### [Text excerpt]
start

STRGMNZ - Editorial

PROBLEM LINK:

Practice
Contest: Division 3
Contest: Division 2
Contest: Division 1

Author: S.Manuj Nanthan
Tester : Aryan Choudhary
Editorialist: Mradul Bhatnagar

DIFFICULTY:

Easy

PREREQUISITES:

Maths, Observation

PROBLEM:

You are given an integer N. Find another integer X(X>N) such that the following conditions are satisfied :

  • X is not a multiple of NN.
  • The value |gcd(N,X)−lcm(N,X)| is as small as possible.

If there are multiple answers for X, print any.

EXPLANATION:

Let g = gcd(N, X) and let Y = \dfrac{X}{g}.

Now, |gcd(N, X) - lcm(N, X)| = |g - \dfrac{NX}{g}| = |g - NY|

Since X > N and X is not multiple of N, we have g < N.

So g < NY and hence |gcd(N, X) - lcm(N, X)| = |g - \dfrac{NX}{g}| = |g - NY| = NY - g

Now gcd(N, X) = g implies gcd(\dfrac{N}{g}, Y) = 1. Since X > N, we have Y > \dfrac{N}{g}.

So, Y \ge \dfrac{N}{g} + 1. But gcd(\dfrac{N}{g}, \dfrac{NX}{g} + 1) = 1. So, the minimum occurs at Y = \dfrac{N}{g} + 1.

So for fixed g = gcd(N, X), the minimum is equal to N(\dfrac{N}{g} + 1) - g = \dfrac{N^2}{g} - g + 1

The function \dfrac{N^2}{g} - g + 1 is decreasing function over g. So choose g as big as possible.

Let p be the smallest prime factor N, then choose g = \dfrac{N}{p} (largest factor of N)

And the answer will be equal to X = gY = g(\dfrac{N}{g} + 1) = N + g = N + N/p.

TIME COMPLEXITY:

O(\sqrt{N}) per test case

SOLUTIONS:

Author's Solution
#from itertools import *
#from math import *
#from bisect import *
#from collections import *
#from random import *
#from decimal import *
#from heapq import *
#from itertools import *            #Life is hard!
import sys
input=sys.stdin.readline
def inp():
    return int(input())
def st():
    return input().rstrip('\n')
def lis():
    return list(map(int,input().split()))
def ma():
    return map(int,input().split())
t=inp()
while(t):
    t-=1
    n=inp()
    fl=0
    for i in range(2,int(n**0.5)+1):
        if(n%i==0):
            fl=i
            break
    if(fl==0):
        print(n+1)
    else:
        xx=(fl+1)*(n//fl)
        print(xx)
Tester's Solution
/* in the name of Anton */
 
/*
  Compete against Yourself.
  Author - Aryan (@aryanc403)

end

### [Data lines]
start

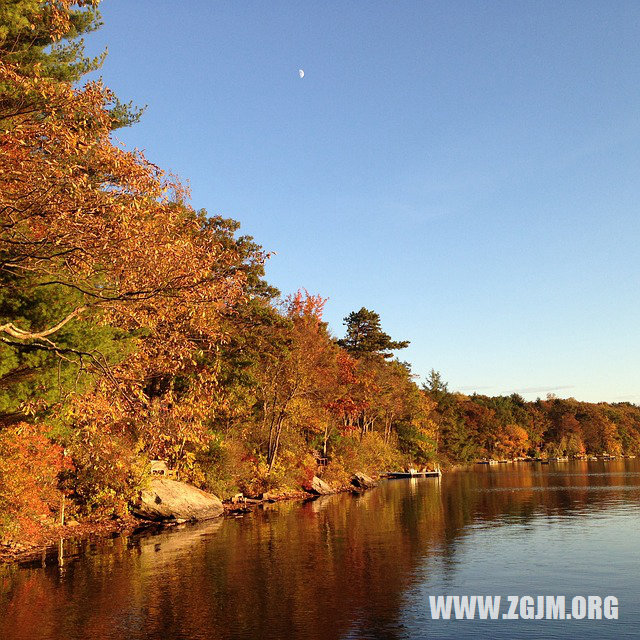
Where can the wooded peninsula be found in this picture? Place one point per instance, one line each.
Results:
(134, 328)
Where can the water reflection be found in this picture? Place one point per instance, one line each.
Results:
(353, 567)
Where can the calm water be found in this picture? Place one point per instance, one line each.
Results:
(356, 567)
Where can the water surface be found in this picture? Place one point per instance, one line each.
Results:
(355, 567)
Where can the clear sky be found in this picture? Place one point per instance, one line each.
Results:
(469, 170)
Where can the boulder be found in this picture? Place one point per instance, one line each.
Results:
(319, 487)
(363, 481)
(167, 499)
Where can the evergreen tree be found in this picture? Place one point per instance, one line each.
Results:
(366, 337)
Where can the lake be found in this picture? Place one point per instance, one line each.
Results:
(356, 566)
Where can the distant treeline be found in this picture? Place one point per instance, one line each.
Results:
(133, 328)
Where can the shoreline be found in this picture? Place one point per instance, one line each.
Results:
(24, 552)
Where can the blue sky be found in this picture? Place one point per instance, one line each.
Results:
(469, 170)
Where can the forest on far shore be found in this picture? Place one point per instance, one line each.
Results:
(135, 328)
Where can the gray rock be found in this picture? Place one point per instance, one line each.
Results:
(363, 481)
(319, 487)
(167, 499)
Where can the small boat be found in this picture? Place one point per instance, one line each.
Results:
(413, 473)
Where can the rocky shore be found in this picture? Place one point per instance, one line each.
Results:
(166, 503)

end
start

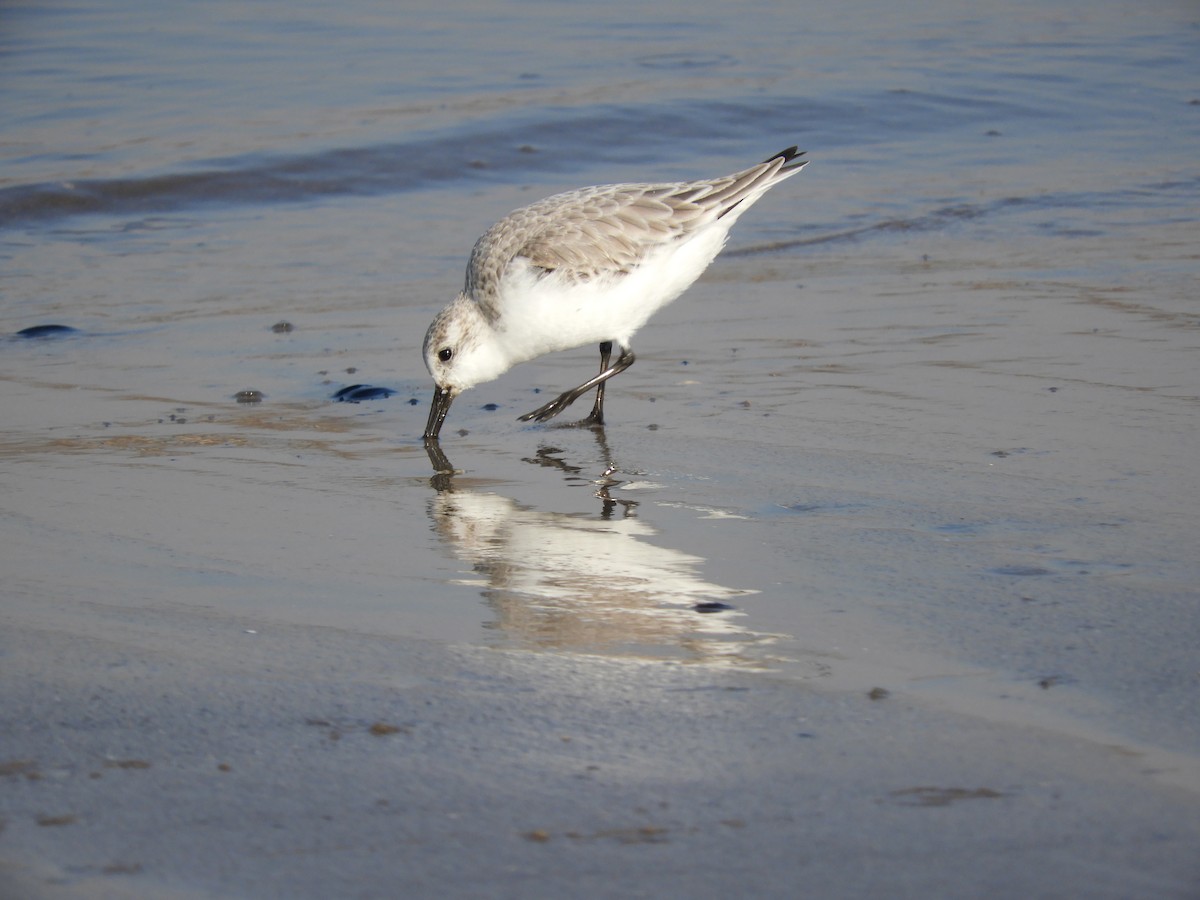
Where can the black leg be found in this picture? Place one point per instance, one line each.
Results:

end
start

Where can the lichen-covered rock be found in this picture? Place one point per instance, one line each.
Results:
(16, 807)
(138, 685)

end

### [Objectives]
1) Rewrite the paragraph of the STRGMNZ editorial that begins "Now gcd(N, X) = g implies" as a short list that keeps its main facts.
2) Print word for word the part of the STRGMNZ editorial starting with "You are given" and going on through "X, print any.".
Rely only on the editorial text, not on the material.

### [Written responses]
1)
- Because gcd(N, X) = g, gcd(N/g, Y) = 1.
- Because X > N, Y > N/g.

2)
You are given an integer N. Find another integer X(X>N) such that the following conditions are satisfied :

  • X is not a multiple of NN.
  • The value |gcd(N,X)−lcm(N,X)| is as small as possible.

If there are multiple answers for X, print any.